[YOUR GOAL]: Reproduce the listing in full. Omit the pictures.

[LISTED RECORDS]:
○ ○ ○
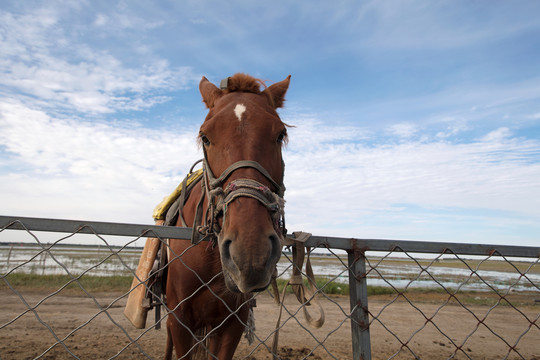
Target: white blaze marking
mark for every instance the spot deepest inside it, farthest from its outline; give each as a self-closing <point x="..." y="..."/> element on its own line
<point x="239" y="110"/>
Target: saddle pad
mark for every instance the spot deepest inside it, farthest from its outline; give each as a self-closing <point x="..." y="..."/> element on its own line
<point x="161" y="210"/>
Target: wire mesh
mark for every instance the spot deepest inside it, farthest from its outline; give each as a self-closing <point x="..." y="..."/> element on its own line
<point x="62" y="300"/>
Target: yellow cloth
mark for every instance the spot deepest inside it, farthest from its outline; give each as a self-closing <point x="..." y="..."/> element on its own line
<point x="161" y="210"/>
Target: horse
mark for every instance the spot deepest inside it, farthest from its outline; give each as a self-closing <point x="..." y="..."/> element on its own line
<point x="239" y="208"/>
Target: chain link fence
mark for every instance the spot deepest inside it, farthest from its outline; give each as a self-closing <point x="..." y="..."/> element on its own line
<point x="64" y="285"/>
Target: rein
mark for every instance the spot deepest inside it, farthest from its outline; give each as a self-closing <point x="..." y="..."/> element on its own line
<point x="219" y="198"/>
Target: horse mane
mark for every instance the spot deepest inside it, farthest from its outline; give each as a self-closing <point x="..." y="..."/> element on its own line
<point x="245" y="83"/>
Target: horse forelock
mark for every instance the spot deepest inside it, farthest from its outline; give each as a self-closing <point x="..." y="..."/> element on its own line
<point x="244" y="83"/>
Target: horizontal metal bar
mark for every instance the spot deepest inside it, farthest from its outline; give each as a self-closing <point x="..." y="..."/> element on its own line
<point x="431" y="247"/>
<point x="91" y="227"/>
<point x="348" y="244"/>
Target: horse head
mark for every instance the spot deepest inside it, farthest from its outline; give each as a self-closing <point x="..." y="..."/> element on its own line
<point x="242" y="138"/>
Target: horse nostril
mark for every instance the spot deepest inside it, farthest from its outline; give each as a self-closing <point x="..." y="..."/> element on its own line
<point x="276" y="245"/>
<point x="225" y="248"/>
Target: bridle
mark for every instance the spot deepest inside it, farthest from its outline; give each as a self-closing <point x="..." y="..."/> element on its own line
<point x="219" y="198"/>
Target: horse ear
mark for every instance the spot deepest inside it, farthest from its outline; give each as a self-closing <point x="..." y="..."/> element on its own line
<point x="209" y="92"/>
<point x="276" y="92"/>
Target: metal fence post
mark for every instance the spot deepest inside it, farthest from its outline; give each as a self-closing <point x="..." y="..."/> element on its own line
<point x="359" y="305"/>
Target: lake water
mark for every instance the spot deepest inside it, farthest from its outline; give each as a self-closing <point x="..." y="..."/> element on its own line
<point x="104" y="261"/>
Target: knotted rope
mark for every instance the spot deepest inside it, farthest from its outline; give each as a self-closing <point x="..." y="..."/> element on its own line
<point x="306" y="295"/>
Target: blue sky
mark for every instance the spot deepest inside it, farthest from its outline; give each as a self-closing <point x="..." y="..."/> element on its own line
<point x="414" y="119"/>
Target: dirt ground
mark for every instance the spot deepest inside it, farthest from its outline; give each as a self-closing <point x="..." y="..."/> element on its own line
<point x="400" y="330"/>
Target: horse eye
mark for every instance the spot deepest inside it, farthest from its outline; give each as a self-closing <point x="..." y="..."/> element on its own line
<point x="205" y="140"/>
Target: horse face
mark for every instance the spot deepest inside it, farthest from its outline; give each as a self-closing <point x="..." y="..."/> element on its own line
<point x="243" y="124"/>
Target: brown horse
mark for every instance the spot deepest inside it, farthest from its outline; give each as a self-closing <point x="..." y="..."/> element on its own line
○ ○ ○
[ANSWER TO THE PROBLEM]:
Target: white blaze marking
mark for every instance the spot deepest inside it, farthest from its outline; give each as a self-closing <point x="..." y="..."/> element on its own line
<point x="239" y="110"/>
Target: saddle pad
mark for every instance the spot deepest inside it, farthest from its outline; give each as a self-closing <point x="..." y="..."/> element on its own line
<point x="161" y="210"/>
Target: wire mesh
mark for every instance the spot deepest inside it, farthest from its outline; give each as a self-closing <point x="..." y="..."/> element on its own line
<point x="62" y="300"/>
Target: yellow cloth
mark for every instance the spot deepest inside it, farthest from its outline; give each as a self-closing <point x="..." y="..."/> element on its own line
<point x="161" y="210"/>
Target: horse
mark for every instance the spot deepest inside it, farthest from its outline; give each as a self-closing <point x="..." y="..."/> element on its own line
<point x="239" y="208"/>
Target: chain link fence
mark for every instance the spot deepest inside it, farthest from its outline; give each as a self-closing <point x="..." y="..."/> element on its own line
<point x="64" y="285"/>
Target: rein
mark for every instance the spot deepest inside it, farthest from its outline; give each as a self-closing <point x="..." y="..."/> element on its own line
<point x="219" y="198"/>
Target: horse mane
mark for every instance the spot deepest inside it, farthest from its outline; give each as a self-closing <point x="..." y="..."/> element on its own line
<point x="245" y="83"/>
Target: horse forelock
mark for every instance the spot deepest inside it, farthest from its outline; give each as a self-closing <point x="..." y="..."/> element on its own line
<point x="244" y="83"/>
Target: horizontal metal bar
mark for every instance the spot deepest inside it, farthest from its outline; give each as a self-closing <point x="..." y="..."/> element on its own line
<point x="431" y="247"/>
<point x="91" y="227"/>
<point x="348" y="244"/>
Target: horse head
mark for every instance the spot deepest inside it, farthest from its outline; give each as a self-closing <point x="..." y="..."/> element on its own line
<point x="242" y="138"/>
Target: horse nostril
mark for every instance the spot deepest inside it, farthest from its outline; give each as a self-closing <point x="..." y="..."/> element on its own line
<point x="276" y="245"/>
<point x="225" y="248"/>
Target: bridle
mark for every instance the spot deepest inside it, farthest from its outline; give each as a self-closing <point x="..." y="..."/> element on its own line
<point x="219" y="198"/>
Target: horse ear
mark for every instance the spot deepest inside it, farthest from its outline; give each as a self-closing <point x="..." y="..."/> element on its own line
<point x="209" y="92"/>
<point x="276" y="92"/>
Target: metal fence post
mark for every instance the spot deepest inside it, farthest from its outline; give each as a self-closing <point x="..." y="..."/> element on its own line
<point x="359" y="305"/>
Target: lake water
mark for every instance the spot deepest inside it, farthest from its outline; give each as a self-closing <point x="..." y="..."/> element on its own line
<point x="104" y="261"/>
Target: knotted rope
mark for every instance the spot deepest inside it, farthest from its outline; give each as a self-closing <point x="..." y="..."/> element on its own line
<point x="306" y="295"/>
Target: blue sky
mark for every instance the spot deepest inside it, farthest from its outline; give each as a self-closing <point x="..." y="..."/> element on its own line
<point x="414" y="119"/>
Target: dirt ground
mark for every instance the spot deepest inside it, farthest from its outline; give each as a self-closing <point x="..." y="..."/> element on its own line
<point x="400" y="330"/>
Target: horse eye
mark for every instance the spot deepest inside it, farthest from its outline; give each as a self-closing <point x="..." y="..."/> element on its own line
<point x="205" y="140"/>
Target: horse face
mark for every instance the spot deepest inside it, farthest from its outline; give each as a self-closing <point x="..." y="..."/> element on its own line
<point x="243" y="124"/>
Target: brown horse
mark for every instance the spot deepest inside it, farthest from its outline; give each as a self-closing <point x="..." y="..."/> element on its own line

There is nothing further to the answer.